Al is a member of the Board of Trustees at Gustavus Adolphus College in St. Peter, Minnesota. In 2005, the College bestowed upon him an honorary doctorate degree to recognize his lifetime achievements and contributions to the College and to the greater society. In recent years, his alma mater Minnesota State University named him a Distinguished Alumnus, the institution’s highest honor of achievement.
In 2012, both Al and Cathy received honorary doctorate degrees from Minnesota State University in recognition for their contributions to humankind, only the third time such honors have been conferred in the 144 year history of the institution.
Also in that year the Annexstad family raised the bar significantly in their effort to position higher education as a catalyst for positive change in America. They launched the Leaders for Tomorrow national scholarship program as a forthright investment in the nation’s future. In the years ahead the program will represent the primary focus of the Foundation’s mission. In this latter effort the Annexstad Family Foundation is partnering with over 25 of our nation’s most prestigious colleges and universities to help exceptionally promising students from extraordinarily challenging backgrounds lay the foundation for careers of remarkable achievement and contribution to America.
To date, nearly 500 Annexstad scholars have received college scholarhips that will help assure that they earn an undergraduate degree as free from debt as possible. Indeed, the foundation is well on its way toward achieving the Annexstads’ goal of sending 1000 young people to college. And most notably, the Annexstad Family Foundation proudly points to a nearly 90 per cent graduation rate among scholarship recipients, an extraordinary achievement when one considers that the overwhelming majority of Annexstad scholars are first generation college students. Today, Annexstad graduates are successfully pursuing careers in several critical fields, including medicine, business, science, engineering and law.
At the end of that year Al retired from the Federated Insurance. Looking back, Al unquestionably made a profound impact upon the fortunes of the Federated organization. Because of his countless contributions to Federated and to the extraordinary financial standing with which he had elevated the Companies, Federated’s board of directors bestowed the honorary title of Chairman Emeritus upon him following his retirement.
Al and Cathy have entered this next chapters in their lives in full stride. Al has agreed to serve on the Board of Governors of the Eisenhower Medical Center Foundation in Palm Springs, California. Most importantly, however, both Al and Cathy are focusing their attention upon advancing the noble mission of the Annexstad Family Foundation. Along the way they are spending as much time as possible with their family and the many, many close friends they have been honored to make.
The Annexstads have a daughter Patti and a son, Tom, who represent the second generation of family foundation board members. Likewise, Al and Cathy point with great pride to their grandchildren, Morgan, Mackenzi, Maggie, Shane, Kaci and Blake, all of whom have taken their places as the third generation of family members to serve on the Board of Directors of the Annexstad Family Foundation.

▸ EXTRACTED ENTRIES:
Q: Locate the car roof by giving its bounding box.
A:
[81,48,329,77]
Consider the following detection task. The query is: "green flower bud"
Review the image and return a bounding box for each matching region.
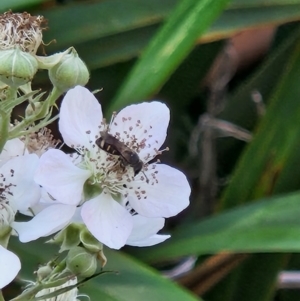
[0,48,38,88]
[48,223,81,252]
[80,227,103,253]
[35,263,53,281]
[25,101,43,117]
[49,47,90,92]
[66,247,97,278]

▸ REQUIRED WORK:
Please rewrite the Annexstad excerpt between "To date, nearly" and "engineering and law.", inclusive, replacing "graduation rate" with "completion rate".

▸ ANSWER BOX:
To date, nearly 500 Annexstad scholars have received college scholarhips that will help assure that they earn an undergraduate degree as free from debt as possible. Indeed, the foundation is well on its way toward achieving the Annexstads’ goal of sending 1000 young people to college. And most notably, the Annexstad Family Foundation proudly points to a nearly 90 per cent completion rate among scholarship recipients, an extraordinary achievement when one considers that the overwhelming majority of Annexstad scholars are first generation college students. Today, Annexstad graduates are successfully pursuing careers in several critical fields, including medicine, business, science, engineering and law.